Dataset entries:
————

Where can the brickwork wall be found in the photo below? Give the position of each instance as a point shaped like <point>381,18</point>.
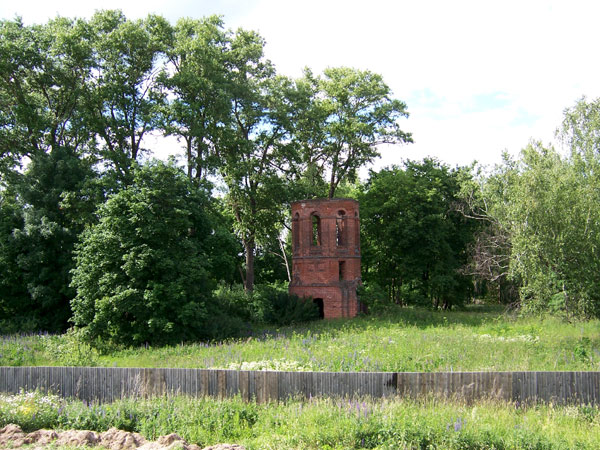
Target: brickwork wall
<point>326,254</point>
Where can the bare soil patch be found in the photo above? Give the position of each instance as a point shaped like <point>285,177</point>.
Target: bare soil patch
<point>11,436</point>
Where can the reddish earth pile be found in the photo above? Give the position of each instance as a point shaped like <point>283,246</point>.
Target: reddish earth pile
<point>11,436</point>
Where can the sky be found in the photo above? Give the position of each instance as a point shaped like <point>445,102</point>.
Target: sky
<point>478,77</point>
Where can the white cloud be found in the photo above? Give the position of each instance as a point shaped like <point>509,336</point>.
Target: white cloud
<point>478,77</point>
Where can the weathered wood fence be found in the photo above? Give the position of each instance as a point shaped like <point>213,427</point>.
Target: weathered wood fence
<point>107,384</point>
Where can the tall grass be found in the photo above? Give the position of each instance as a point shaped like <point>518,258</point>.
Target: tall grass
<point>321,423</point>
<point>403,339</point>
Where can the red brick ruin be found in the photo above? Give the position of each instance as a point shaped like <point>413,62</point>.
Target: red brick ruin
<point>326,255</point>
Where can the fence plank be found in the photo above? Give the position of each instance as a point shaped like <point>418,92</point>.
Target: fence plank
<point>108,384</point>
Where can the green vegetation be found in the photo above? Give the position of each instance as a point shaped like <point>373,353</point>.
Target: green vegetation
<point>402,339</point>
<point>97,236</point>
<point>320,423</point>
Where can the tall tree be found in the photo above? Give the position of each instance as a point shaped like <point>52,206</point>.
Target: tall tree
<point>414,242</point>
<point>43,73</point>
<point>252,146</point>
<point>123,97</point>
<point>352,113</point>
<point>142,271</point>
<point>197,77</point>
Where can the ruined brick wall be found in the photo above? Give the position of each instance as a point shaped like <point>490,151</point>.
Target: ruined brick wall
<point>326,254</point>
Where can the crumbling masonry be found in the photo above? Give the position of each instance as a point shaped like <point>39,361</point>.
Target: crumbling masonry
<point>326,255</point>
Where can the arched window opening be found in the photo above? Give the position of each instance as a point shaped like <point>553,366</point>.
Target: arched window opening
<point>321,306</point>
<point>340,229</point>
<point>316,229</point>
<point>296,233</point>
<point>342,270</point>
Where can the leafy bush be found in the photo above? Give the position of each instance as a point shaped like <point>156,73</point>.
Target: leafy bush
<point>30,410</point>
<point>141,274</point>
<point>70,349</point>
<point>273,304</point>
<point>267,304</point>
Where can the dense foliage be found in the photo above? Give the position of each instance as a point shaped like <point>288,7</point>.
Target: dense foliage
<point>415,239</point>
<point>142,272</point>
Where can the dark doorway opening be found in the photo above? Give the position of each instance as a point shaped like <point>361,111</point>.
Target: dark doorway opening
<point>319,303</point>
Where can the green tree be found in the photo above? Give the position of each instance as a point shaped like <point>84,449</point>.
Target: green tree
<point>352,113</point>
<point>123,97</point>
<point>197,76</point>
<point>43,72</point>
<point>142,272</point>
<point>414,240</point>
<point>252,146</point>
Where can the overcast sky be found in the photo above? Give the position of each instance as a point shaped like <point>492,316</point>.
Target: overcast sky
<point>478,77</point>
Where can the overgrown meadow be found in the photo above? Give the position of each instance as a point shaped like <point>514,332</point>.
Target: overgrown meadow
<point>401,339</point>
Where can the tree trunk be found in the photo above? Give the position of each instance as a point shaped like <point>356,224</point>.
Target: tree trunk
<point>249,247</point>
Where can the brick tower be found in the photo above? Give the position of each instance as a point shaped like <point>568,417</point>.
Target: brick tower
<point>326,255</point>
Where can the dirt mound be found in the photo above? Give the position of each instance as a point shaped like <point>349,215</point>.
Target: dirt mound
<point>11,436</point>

————

Exercise objective
What is needed is an exact copy of every entry, with the pictures removed.

Result for this task
Where can the brickwork wall be found in the photo below? Give the position of each instance as a point shaped like <point>381,18</point>.
Target: brickwork wall
<point>326,254</point>
Where can the bare soil patch be found in the photo above? Give the position of each instance as a point shaped like <point>285,177</point>.
Target: bare soil patch
<point>11,436</point>
Where can the reddish earth pile be found in the photo above? Give the position of each instance as a point shaped like <point>283,246</point>.
Target: reddish earth pile
<point>11,436</point>
Where can the sky be found in the photo above? Give the position of each instance as a point shaped like <point>445,102</point>.
Target: sky
<point>478,77</point>
Where can the white cloud be found in the photo above? Give the position of each instance as a point shaped like <point>509,336</point>.
Target: white cloud
<point>478,77</point>
Where can the weathered wood fence be found in the photo above? Give the position of each instance as a point shaped like <point>213,427</point>.
Target: weathered wood fence
<point>107,384</point>
Where can the tall grass be found in the photo above? Give the position of each instance as a point shaped like <point>518,258</point>.
Target: tall grass
<point>321,423</point>
<point>403,339</point>
Where can the red brick ruin be found in the photo above? Give the position of each instance as a point shaped like <point>413,62</point>.
Target: red brick ruin
<point>326,255</point>
Where can the fence plank be found in the photo above? Give the position of each instance as a point shaped like <point>418,92</point>.
Target: fence plank
<point>108,384</point>
Where can the green vegetation be found in the photo above? Give the position of each instance as a point shaped like <point>373,353</point>.
Target: green vegetation
<point>402,339</point>
<point>97,236</point>
<point>320,423</point>
Where can the tall tree be found in the photo above? Give the position of each instance as a point shaped like <point>52,206</point>.
Target: tall tree
<point>414,242</point>
<point>43,73</point>
<point>252,146</point>
<point>123,97</point>
<point>352,113</point>
<point>142,271</point>
<point>197,77</point>
Where can the ruined brick wall be found in the photo above? Give the position of each instance as a point shaped like <point>490,151</point>.
Target: ruined brick wall
<point>326,254</point>
Where can the crumbling masonry be found in the photo above? Give the position of each instance as a point shaped like <point>39,361</point>.
Target: crumbling masonry
<point>326,255</point>
Where can the arched window opening be found in the photo above? Give the position of each instance as a point shaped like <point>553,366</point>.
Target: arched window opening
<point>321,306</point>
<point>340,229</point>
<point>316,229</point>
<point>296,233</point>
<point>342,270</point>
Where can the leafy bush be found in the photo above? Give the position of each instance as a point shaped like <point>156,73</point>.
Target: leafy bush
<point>30,410</point>
<point>141,274</point>
<point>70,349</point>
<point>273,304</point>
<point>267,304</point>
Where can the dense foliage be found in the photo above? Give the position of each instance as a point shaped like <point>288,7</point>.
Target: dense foliage
<point>415,239</point>
<point>142,272</point>
Where can the dark doorway opening be found in the photo above? Give the position of each instance as a point shaped like <point>361,111</point>.
Target: dark doorway opening
<point>319,303</point>
Where can the green tree be found in the photo above? Give the position of each instance as a point shaped like <point>84,449</point>.
Target: green tree
<point>352,113</point>
<point>123,97</point>
<point>197,76</point>
<point>43,72</point>
<point>142,272</point>
<point>414,240</point>
<point>252,146</point>
Where can the overcast sky be found in the photo above? Give the position of each instance as a point shaped like <point>492,316</point>.
Target: overcast sky
<point>478,77</point>
Where can the overgrown meadow be found in the photo above? Give the position of each instance as a point shaped like <point>514,332</point>.
Target: overgrown meadow
<point>401,339</point>
Where can the tree trunk be found in the photo above? Give the position of each instance as a point shaped like <point>356,224</point>.
Target: tree trunk
<point>249,247</point>
Where can the brick tower be found in the photo above? Give the position of each instance as a point shaped like <point>568,417</point>.
Target: brick tower
<point>326,255</point>
Where can the dirt mound be found in the photo above? Give the position of each instance as a point shaped like <point>349,215</point>.
Target: dirt mound
<point>11,436</point>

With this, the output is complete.